Важным методологическим вопросом является обсуждение тех реальных функций, которые обеспечивают данные различия: как и при каких условиях они возникают и каково их значение в системе общественного порядка. Трудность решения вопроса о природе, происхождении и реальных функциях данных различий связана с тем, что они развиваются как бы на двух уровнях. С одной стороны, философия, а потом и наука, пытаются уточнить эти различия и дать им четкое определение. С другой стороны, пытаясь доказать истинность и тем самым сделать определения действующими нормами поведения, мыслители сталкиваются с тем, что их рассуждения оказываются как недоказуемыми, так и невыполнимыми. Фундаментальные предпосылки, такие как различия природного и социального, божественного и человеческого, мужского и женского, плохого и хорошего, прекрасного и безобразного и т. п, складываются до познания и сами составляют неявную основу любых рассуждений. В культуре существует значительное число положений, которые, будучи самоочевидными и общепринятыми, тем не менее, не могут быть доказаны научным путем ссылками на опыт или логическое доказательство: тот, кто сомневается в существовании внешнего мира, в наличии сознания и т. п. всерьез, а не на философском диспуте, не считается нормальным. И это не случайно. Если сомневаться в этом, то недоказуемо и все остальное. История подобных различений уходит корнями в некогнитивные практики, и поэтому ее реконструкция должна не только опираться на определения, даваемые тем или иным философом, но и выявлять реальные структуры, в рамках которых они складываются и функционируют.

Человек и животное


Уже у древних народов, которые признавали несомненное превосходство сильных животных над человеком и даже наделяли своих богов их внешностью, встречаются мифы, повествующие о превосходстве и особом назначении человека. Несомненно, все это связано с практиками приручения и одомашнивания диких животных, что дало мощный импульс развитию человеческого общества, но также интенсифицировало чувство превосходства человека над человеком и сделало «естественным» господство и принуждение. Во всяком случае, не вызывает сомнений то, что различение человека и животного и обоснование превосходства человека, осуществляемое на космологическом, биологическим, моральном уровнях, служило оправданием власти над природой и эксплуатации животных.

### ОПИСАНИЕ ЗАДАНИЯ
Ответьте на вопросы по фрагменту документа.
(а) Кого, согласно фрагменту, не считают нормальным?
(б) В каких практиках уходит корнями история подобных различений?
(в) Оправданием чего служило различение человека и животного и обоснование превосходства человека?

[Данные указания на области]
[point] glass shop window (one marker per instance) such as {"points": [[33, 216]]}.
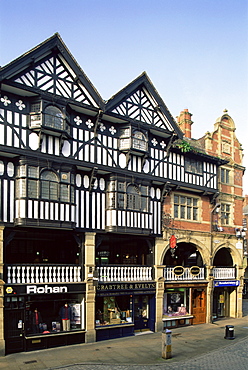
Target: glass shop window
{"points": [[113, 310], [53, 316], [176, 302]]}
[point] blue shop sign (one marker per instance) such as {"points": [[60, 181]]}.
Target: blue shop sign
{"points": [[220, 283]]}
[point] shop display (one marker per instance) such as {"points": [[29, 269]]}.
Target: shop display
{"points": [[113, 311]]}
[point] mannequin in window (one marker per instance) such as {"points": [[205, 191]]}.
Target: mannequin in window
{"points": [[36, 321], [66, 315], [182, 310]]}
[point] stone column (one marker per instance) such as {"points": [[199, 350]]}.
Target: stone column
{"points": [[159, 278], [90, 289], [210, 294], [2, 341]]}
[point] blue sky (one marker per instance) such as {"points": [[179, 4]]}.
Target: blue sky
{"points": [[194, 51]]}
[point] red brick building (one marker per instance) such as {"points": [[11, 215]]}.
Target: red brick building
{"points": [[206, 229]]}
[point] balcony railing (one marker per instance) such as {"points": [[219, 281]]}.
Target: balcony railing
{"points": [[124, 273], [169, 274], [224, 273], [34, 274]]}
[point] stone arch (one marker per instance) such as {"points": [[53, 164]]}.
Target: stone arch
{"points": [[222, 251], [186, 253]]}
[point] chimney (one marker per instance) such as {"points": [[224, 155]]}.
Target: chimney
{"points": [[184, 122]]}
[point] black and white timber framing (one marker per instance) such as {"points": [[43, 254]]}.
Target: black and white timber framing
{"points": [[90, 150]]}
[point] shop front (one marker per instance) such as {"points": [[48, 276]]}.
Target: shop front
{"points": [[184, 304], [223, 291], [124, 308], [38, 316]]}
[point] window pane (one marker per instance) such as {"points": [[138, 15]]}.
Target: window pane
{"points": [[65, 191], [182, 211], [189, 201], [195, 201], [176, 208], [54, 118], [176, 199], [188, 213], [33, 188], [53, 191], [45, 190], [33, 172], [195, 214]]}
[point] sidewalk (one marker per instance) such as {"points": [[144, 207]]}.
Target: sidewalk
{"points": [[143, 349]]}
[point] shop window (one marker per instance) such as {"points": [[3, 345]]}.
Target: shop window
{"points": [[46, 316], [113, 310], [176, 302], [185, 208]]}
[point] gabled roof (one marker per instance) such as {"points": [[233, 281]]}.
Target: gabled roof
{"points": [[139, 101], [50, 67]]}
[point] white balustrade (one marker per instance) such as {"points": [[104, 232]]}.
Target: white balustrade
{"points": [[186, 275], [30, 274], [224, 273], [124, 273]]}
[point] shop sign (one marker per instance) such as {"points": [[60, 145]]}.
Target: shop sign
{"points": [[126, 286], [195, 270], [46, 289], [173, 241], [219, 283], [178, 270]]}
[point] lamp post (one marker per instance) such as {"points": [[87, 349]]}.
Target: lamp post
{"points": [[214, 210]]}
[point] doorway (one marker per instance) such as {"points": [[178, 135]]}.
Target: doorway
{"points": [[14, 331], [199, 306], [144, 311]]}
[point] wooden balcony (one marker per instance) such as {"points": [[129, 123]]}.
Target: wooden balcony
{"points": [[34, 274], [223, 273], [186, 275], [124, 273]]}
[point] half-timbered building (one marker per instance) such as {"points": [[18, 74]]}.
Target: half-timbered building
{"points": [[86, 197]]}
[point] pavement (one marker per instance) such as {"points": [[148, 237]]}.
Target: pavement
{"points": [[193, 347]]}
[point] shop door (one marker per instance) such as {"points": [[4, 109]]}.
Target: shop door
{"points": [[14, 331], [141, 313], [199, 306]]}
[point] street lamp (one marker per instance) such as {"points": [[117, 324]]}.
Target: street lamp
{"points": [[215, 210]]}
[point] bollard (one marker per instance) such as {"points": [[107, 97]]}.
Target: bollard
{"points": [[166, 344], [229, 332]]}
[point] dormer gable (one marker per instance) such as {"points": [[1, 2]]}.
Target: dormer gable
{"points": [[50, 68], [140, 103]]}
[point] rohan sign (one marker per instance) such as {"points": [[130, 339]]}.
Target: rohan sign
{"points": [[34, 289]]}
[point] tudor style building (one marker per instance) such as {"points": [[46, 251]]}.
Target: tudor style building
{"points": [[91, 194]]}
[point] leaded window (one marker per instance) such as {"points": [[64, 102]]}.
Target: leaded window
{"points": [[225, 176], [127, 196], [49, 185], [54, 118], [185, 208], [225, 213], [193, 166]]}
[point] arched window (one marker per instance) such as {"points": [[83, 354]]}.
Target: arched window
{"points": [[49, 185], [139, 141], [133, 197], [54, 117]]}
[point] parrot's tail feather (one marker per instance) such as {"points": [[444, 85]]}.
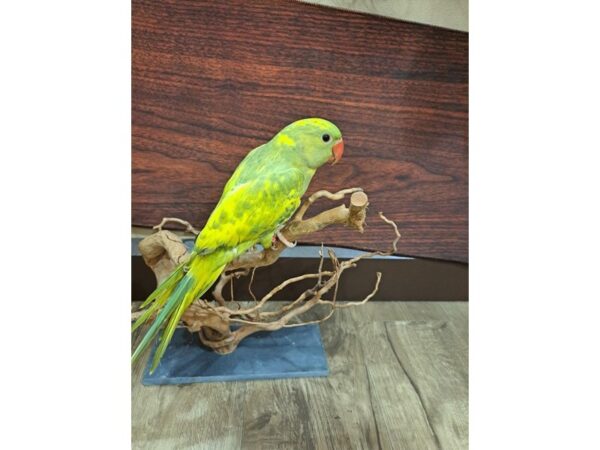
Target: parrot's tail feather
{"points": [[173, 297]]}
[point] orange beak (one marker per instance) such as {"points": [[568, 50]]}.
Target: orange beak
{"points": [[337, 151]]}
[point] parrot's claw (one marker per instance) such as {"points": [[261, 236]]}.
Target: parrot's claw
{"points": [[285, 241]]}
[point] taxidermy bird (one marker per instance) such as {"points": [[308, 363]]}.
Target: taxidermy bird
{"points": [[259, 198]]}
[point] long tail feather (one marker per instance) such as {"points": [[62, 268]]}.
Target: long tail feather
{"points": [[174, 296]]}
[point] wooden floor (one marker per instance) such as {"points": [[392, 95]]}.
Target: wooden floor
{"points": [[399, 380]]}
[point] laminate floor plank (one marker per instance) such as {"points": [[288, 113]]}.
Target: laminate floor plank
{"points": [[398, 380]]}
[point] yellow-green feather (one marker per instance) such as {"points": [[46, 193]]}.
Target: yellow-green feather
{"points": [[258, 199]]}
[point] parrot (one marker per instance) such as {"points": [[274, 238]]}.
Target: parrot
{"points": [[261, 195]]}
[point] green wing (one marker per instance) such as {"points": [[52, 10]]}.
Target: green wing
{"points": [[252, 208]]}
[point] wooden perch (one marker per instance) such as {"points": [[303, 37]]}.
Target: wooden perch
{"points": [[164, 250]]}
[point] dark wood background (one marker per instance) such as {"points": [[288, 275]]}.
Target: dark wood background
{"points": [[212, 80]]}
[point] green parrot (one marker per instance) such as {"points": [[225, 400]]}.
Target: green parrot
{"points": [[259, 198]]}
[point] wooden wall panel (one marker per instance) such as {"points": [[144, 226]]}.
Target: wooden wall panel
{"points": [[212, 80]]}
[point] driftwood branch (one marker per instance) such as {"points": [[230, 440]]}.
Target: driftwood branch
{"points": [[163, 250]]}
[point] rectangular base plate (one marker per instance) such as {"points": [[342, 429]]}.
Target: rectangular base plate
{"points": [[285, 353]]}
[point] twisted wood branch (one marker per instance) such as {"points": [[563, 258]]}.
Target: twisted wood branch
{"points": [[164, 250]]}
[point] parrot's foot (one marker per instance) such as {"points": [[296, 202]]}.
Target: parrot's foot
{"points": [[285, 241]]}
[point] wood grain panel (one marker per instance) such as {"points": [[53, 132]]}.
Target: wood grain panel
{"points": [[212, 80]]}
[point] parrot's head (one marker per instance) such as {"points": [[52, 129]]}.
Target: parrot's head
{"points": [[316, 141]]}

### РЕШЁННАЯ ЗАДАЧА
(а) Того, кто всерьез, а не на философском диспуте, сомневается в существовании внешнего мира, в наличии сознания и т. п.
(б) В некогнитивных практиках.
(в) Власти над природой и эксплуатации животных.